==== Provided entries ====

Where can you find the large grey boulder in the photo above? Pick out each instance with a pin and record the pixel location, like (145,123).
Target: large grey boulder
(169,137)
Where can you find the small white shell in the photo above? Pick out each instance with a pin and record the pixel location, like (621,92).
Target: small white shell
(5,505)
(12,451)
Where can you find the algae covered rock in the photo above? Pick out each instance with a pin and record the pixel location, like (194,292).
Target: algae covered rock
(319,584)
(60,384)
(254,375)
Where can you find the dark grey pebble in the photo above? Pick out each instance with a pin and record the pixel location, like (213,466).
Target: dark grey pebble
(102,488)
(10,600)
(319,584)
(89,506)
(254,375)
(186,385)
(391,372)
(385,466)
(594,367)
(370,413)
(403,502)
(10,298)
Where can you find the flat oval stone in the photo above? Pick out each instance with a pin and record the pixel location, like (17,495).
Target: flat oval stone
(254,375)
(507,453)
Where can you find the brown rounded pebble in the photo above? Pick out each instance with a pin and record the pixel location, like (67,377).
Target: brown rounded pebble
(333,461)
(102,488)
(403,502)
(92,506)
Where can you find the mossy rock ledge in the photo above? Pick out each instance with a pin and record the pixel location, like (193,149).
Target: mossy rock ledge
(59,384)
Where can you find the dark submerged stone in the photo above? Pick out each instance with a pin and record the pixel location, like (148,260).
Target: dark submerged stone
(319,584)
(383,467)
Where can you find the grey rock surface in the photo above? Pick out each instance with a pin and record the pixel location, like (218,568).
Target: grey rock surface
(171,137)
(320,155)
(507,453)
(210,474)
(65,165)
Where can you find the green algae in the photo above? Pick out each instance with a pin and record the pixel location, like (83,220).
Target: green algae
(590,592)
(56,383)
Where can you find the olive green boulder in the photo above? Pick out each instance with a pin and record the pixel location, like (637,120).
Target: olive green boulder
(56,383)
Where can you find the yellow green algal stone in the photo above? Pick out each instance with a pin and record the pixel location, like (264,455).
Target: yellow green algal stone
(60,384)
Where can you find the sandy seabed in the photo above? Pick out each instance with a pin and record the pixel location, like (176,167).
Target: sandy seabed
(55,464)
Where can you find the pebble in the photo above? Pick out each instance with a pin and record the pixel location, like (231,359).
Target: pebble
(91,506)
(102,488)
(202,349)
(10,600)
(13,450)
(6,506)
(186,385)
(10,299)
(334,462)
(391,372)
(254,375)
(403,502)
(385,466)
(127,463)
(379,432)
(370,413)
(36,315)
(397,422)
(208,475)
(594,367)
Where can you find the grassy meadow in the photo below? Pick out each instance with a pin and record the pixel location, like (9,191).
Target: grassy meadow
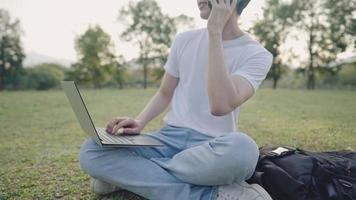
(40,136)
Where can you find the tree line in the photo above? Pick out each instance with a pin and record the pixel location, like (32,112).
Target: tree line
(328,27)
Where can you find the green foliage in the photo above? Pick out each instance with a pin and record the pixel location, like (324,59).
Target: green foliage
(271,31)
(11,52)
(43,77)
(328,24)
(97,61)
(151,30)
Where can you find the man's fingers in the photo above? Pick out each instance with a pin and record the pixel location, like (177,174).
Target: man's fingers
(214,2)
(233,4)
(131,131)
(113,122)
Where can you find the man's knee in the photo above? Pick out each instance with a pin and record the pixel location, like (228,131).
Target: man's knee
(241,155)
(87,154)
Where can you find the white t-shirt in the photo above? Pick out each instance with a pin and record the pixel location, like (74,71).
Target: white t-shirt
(188,61)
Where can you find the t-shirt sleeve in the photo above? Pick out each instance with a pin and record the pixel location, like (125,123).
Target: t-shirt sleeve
(171,65)
(255,68)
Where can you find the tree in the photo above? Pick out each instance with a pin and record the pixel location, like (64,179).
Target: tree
(271,31)
(11,52)
(328,25)
(97,61)
(151,30)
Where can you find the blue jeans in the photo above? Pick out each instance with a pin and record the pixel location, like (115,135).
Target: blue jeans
(191,165)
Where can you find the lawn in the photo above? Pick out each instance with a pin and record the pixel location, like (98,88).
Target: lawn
(40,136)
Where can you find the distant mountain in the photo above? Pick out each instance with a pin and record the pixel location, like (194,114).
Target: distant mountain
(34,58)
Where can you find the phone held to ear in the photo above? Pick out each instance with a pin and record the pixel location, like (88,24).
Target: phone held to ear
(211,6)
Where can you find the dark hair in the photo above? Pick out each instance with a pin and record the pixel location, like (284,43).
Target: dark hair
(241,6)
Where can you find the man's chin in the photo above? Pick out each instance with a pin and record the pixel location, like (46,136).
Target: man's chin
(204,15)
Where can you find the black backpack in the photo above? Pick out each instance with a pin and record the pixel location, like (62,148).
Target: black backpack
(295,174)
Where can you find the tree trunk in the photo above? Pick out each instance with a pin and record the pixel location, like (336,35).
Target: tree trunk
(145,75)
(310,70)
(275,80)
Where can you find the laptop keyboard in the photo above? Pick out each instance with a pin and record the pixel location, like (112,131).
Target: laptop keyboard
(114,139)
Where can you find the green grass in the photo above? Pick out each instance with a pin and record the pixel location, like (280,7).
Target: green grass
(40,136)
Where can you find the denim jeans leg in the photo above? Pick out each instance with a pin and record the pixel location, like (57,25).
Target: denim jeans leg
(227,159)
(132,169)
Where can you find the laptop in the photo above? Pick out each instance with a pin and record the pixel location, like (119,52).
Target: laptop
(99,135)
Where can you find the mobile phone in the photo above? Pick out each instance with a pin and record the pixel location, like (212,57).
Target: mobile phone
(211,6)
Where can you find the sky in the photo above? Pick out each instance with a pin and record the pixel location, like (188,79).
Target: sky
(50,26)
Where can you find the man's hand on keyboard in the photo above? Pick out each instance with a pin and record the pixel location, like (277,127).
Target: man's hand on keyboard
(129,126)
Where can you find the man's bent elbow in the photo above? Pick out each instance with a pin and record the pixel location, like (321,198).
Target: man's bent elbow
(220,111)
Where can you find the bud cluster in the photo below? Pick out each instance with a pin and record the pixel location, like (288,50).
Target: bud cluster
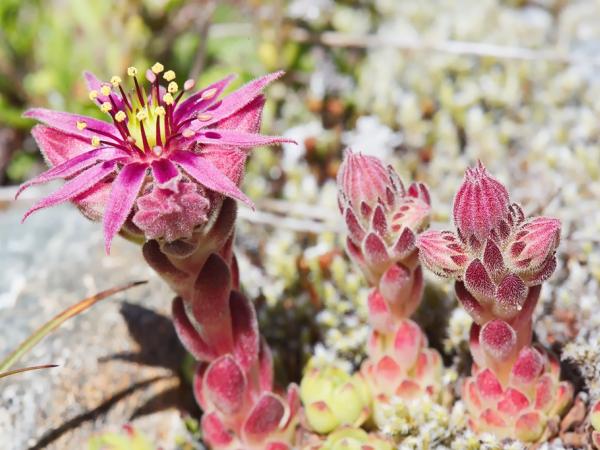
(499,259)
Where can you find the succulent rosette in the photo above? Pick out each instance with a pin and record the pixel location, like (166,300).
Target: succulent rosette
(333,398)
(383,219)
(402,365)
(499,258)
(180,154)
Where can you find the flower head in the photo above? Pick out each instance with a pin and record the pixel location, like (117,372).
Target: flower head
(155,136)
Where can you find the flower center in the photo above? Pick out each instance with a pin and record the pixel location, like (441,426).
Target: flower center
(145,120)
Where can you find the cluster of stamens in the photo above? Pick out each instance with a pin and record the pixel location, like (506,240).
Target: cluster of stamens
(146,122)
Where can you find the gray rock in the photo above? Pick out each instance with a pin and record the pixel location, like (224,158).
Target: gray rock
(118,360)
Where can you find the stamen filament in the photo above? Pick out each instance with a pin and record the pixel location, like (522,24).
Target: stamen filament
(125,99)
(139,92)
(104,133)
(144,138)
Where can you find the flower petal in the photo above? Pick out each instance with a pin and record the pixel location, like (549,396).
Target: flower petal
(73,166)
(246,119)
(235,101)
(122,196)
(82,182)
(203,171)
(195,103)
(67,122)
(58,146)
(237,138)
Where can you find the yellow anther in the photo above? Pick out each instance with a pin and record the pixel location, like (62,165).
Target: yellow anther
(168,99)
(105,90)
(169,75)
(142,114)
(157,67)
(172,87)
(115,81)
(208,94)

====

Task to carry out ▸ Make an exact reproduction of the listing above, without any pictures.

Task output ▸
Where can you find the large grey boulder in the photo above? Pick out each instance with a pin and record the pixel location, like (145,123).
Target: large grey boulder
(169,137)
Where can you find the small white shell in the photo above? Pick out each instance with a pin and record the pixel location, like (621,92).
Target: small white shell
(5,505)
(12,451)
Where can you find the algae covered rock in the photo above? Pick out each instance with a pin and record the pixel location, like (194,292).
Target: algae covered rock
(319,584)
(60,384)
(254,375)
Where can you find the dark grey pebble in the photo above? Pick out each instance with a pin and record the pixel location, like (213,466).
Target: dark grey pebble
(102,488)
(10,600)
(319,584)
(89,506)
(254,375)
(186,385)
(391,372)
(385,466)
(594,367)
(370,413)
(403,502)
(10,298)
Where can you find the flat oval stone in the photo above? Pick out each instance with a pin and record the pixel location, like (17,495).
Target: flat oval stone
(254,375)
(507,453)
Where can you find the brown rounded pebble in the photo above? Pick out each instance with a pin and record the pixel location, like (67,377).
Target: brown rounded pebble
(333,461)
(102,488)
(403,502)
(92,506)
Where can you find the mossy rock ledge in the photo above? Pick out each instance with a pin and record the pixel location, like (193,149).
Target: mossy rock ledge
(59,384)
Where can you find the dark submerged stone in the photo above? Pick out each instance with a pin and record the pixel location, like (148,260).
Target: dark submerged stone
(319,584)
(383,467)
Where can you find the grey rock surface in the photo above? Pick out each instance with a pin and record the pixel location, like (218,568).
Target: grey rock surface
(171,137)
(320,155)
(507,453)
(210,474)
(65,165)
Where can you find the green algae in the photo above? Pick out each instance with a pin and record the pixel location, like (83,220).
Target: green algae
(590,592)
(56,383)
Where can you find the olive green boulder in the photo above? Pick out each instance with a pin and record the pixel location, like (637,120).
Target: olive green boulder
(56,383)
Where can you find the yellow green algal stone in the photo above? Pick out each instance with a pin and record the pixel location, like (264,455).
Target: yellow green algal stone
(60,384)
Where can you find the sandy seabed in the photo above? Pick out each instance with a pin and record the pixel location, like (176,167).
Target: sandy seabed
(55,464)
Where can you find the pebble in the photo above? Pick out each instance with a pin and record the pixel location, like (231,359).
Target: pebble
(91,506)
(102,488)
(202,349)
(10,600)
(13,450)
(6,506)
(186,385)
(10,299)
(334,462)
(391,372)
(254,375)
(403,502)
(385,466)
(127,463)
(379,432)
(370,413)
(36,315)
(397,422)
(208,475)
(594,367)
Where can you find the grassy meadow in the photo below? Pick out each instance with a pin and record the pixel location, like (9,191).
Target: grassy meadow
(40,136)
Where can you find the tree line in the photo above? Pick out each instance with a pin and record the pixel location, like (32,112).
Target: tree line
(328,27)
Where can you find the green foliage in the photo above? Pick out each instance with a pin and record the pixel location, like (324,59).
Target: green foliage
(271,31)
(11,52)
(43,77)
(328,24)
(97,61)
(151,30)
Where can you find the man's fingers in the photo above? Pick out each instance with a pin and record the pixel location, like (177,174).
Target: man's fingers
(214,2)
(233,4)
(131,131)
(113,122)
Where can you find the man's knee in the photo above? Pick out each instance with a pin and record the pixel location, like (228,131).
Target: man's knee
(241,155)
(87,154)
Where can you find the white t-shirt in the photo above? Pick out each instance with a pin and record the pixel location, like (74,71).
Target: white t-shirt
(188,61)
Where can you find the t-shirt sleeve in the photo above? Pick out each instance with a pin and record the pixel location, like (125,123).
Target: t-shirt sleeve
(171,65)
(255,68)
Where can you find the tree in the photo above? Pick out each instance with a pin and record the pixel location, like (64,179).
Target: tree
(271,31)
(11,52)
(328,25)
(97,61)
(151,30)
Where can you find the blue jeans in the photo above? Pick out each instance with a pin and record the pixel location, like (115,135).
Target: blue jeans
(191,165)
Where can you find the lawn in the photo above? Pick out each instance with a pin and record the pixel location, like (98,88).
Target: lawn
(40,136)
Where can you find the distant mountain in the photo above? Pick out each instance with a pin and record the pixel location, like (194,114).
Target: distant mountain
(34,58)
Where can you find the phone held to ear in the photo above? Pick out each instance with a pin and record the pixel location, like (88,24).
Target: phone held to ear
(211,6)
Where can you find the dark hair in the photo above? Pick out each instance with a pin and record the pixel location, like (284,43).
Target: dark hair
(241,6)
Where can you find the man's chin in the photo above? Pick out each instance with a pin and record the pixel location, like (46,136).
Target: man's chin
(204,15)
Where can you find the black backpack in the photo above? Pick out each instance with a pin and record the pixel location, like (62,148).
Target: black backpack
(295,174)
Where can you find the tree trunk in the photo above? Pick out each instance with a pin and record the pixel location, like (336,35).
Target: tree trunk
(145,75)
(310,70)
(275,80)
Where can you find the laptop keyboard in the photo above? Pick out each instance with a pin and record the pixel location, like (112,131).
Target: laptop keyboard
(114,139)
Where can you find the green grass in the photo above? Pick out each instance with a pin and record the pixel location, like (280,7).
Target: green grass
(40,136)
Where can you find the denim jeans leg in the photo above? Pick out each instance with a pin and record the pixel location, like (57,25).
Target: denim jeans leg
(227,159)
(132,169)
Where can you find the laptop in the photo above? Pick out each instance with a pin and record the pixel location, like (119,52).
Target: laptop
(99,135)
Where can you find the mobile phone in the photo above? Pick out each instance with a pin and record the pixel location, like (212,57).
Target: mobile phone
(211,6)
Where can you find the sky in the photo above? Pick out each instance with a pin and record the pixel location, like (188,79).
Target: sky
(50,26)
Where can you find the man's hand on keyboard in the photo above? Pick out each instance with a pin and record the pixel location, like (277,127).
Target: man's hand on keyboard
(129,126)
Where can you find the man's bent elbow in the photo above? Pick out each instance with a pin and record the pixel location, like (321,198).
Target: man's bent elbow
(220,111)
Where can you find the bud cluster in the photo below? Pick out each instance with a pin and record the pixel location, like (288,50).
Target: bud cluster
(499,259)
Where can you find the succulent rosette in the photo above? Pick out each instance with a pin and record the pixel location, like (166,300).
Target: succulent rosette
(333,398)
(383,219)
(402,365)
(499,258)
(180,154)
Where can you find the flower head in the photo above? Pick out each instance with a pin and record the pixel location, like (117,372).
Target: flower head
(155,136)
Where can you find the flower center in the photo above? Pick out each instance with a pin and record the pixel location, like (441,426).
Target: flower center
(145,120)
Where can you find the cluster of stamens in the photo above? Pick out each instance with a pin and record the pixel location, like (506,240).
Target: cluster of stamens
(146,122)
Where can you find the gray rock in the photo above? Pick out each instance with a pin and record the pixel location, like (224,158).
Target: gray rock
(118,360)
Where can you find the stamen filament in the photo above? Pick out each instance with a pin and record the pixel location, like (522,24).
Target: stamen filament
(125,99)
(139,92)
(104,133)
(144,138)
Where can you find the flower petal in the photo above? Pick out each instance with a pin and record the pixel location, like (549,396).
Target: flower petal
(73,166)
(246,119)
(235,101)
(122,196)
(82,182)
(203,171)
(195,103)
(67,122)
(58,146)
(237,138)
Where can you find the yellow anther in the photo above? Pick out each instance with a pin and record the pixel location, like (62,165).
Target: yellow anther
(168,99)
(105,90)
(169,75)
(142,114)
(157,67)
(172,87)
(115,81)
(208,94)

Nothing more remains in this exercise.